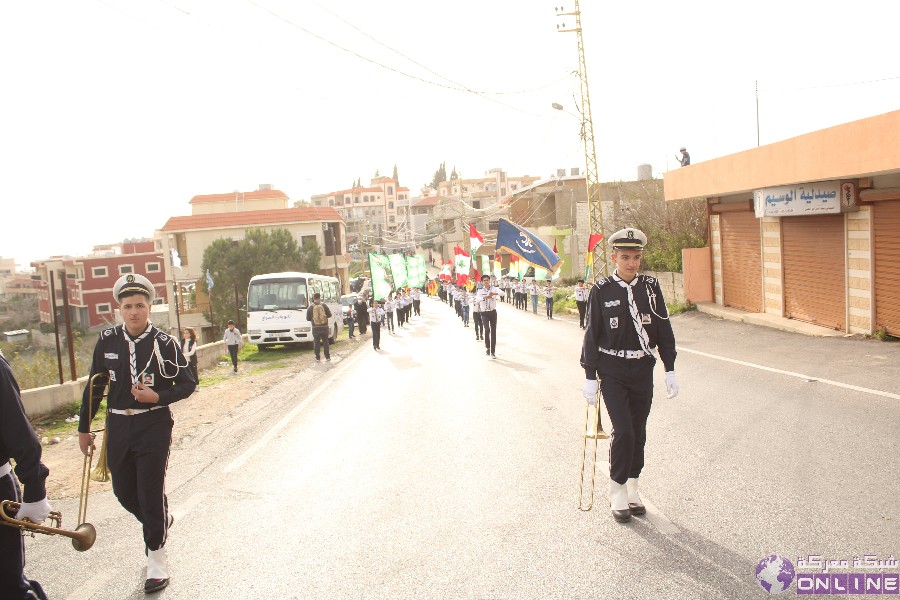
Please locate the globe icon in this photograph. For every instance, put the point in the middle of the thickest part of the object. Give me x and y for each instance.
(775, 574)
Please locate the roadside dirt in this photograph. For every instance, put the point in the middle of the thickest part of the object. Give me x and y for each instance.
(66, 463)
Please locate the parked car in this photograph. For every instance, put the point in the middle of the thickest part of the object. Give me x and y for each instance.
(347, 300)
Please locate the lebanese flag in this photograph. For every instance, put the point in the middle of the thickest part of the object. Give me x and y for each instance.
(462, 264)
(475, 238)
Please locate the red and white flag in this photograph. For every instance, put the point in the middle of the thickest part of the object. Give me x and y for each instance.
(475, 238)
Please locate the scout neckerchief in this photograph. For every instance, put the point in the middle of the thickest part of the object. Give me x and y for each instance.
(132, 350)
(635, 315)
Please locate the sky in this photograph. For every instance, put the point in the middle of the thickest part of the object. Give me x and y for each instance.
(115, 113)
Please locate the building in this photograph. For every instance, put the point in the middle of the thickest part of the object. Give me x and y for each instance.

────────────────────

WHAT THE TASK REQUIRES —
All of the lines above should be printed exactly, minus the pictures.

SOLUTION —
Please locate the globe icon in this photograph. For every instance, put the point in the middle of the thickest part of the object. Give me x and y for each instance.
(775, 574)
Please locate the roadside dirt in this photograph. For every instance, put the point in the middle of the thickest part of the object. Give me x and y for each instance.
(66, 463)
Please locate the parked car in this photograph. For every instance, put the point in the middle of the thickest part of the object. Give me x and y for each instance.
(347, 300)
Please locate the lebanese flag in this photograph. For every instance, put the point in the middle of the thickest part of the object. Give me x and y for each instance.
(462, 264)
(475, 238)
Please locate the red and white flag in this photograph. For every instance, put the point in the middle of the thickest part of the object. Give me x and y for each instance.
(475, 238)
Please locate the scout neckerchief in this photograph. For every instance, put the point in the middle of the thickest part of the object. Give me x and y for each instance.
(132, 350)
(635, 315)
Please locate the sky in this photograph. For every instance, put the point in the middle of the thickest part of the object. Give me x and y for each instance.
(115, 113)
Please locate the building in this photograph. For every instance, put the point in the middle of the thickest part of the object. Give me x and y for each instance.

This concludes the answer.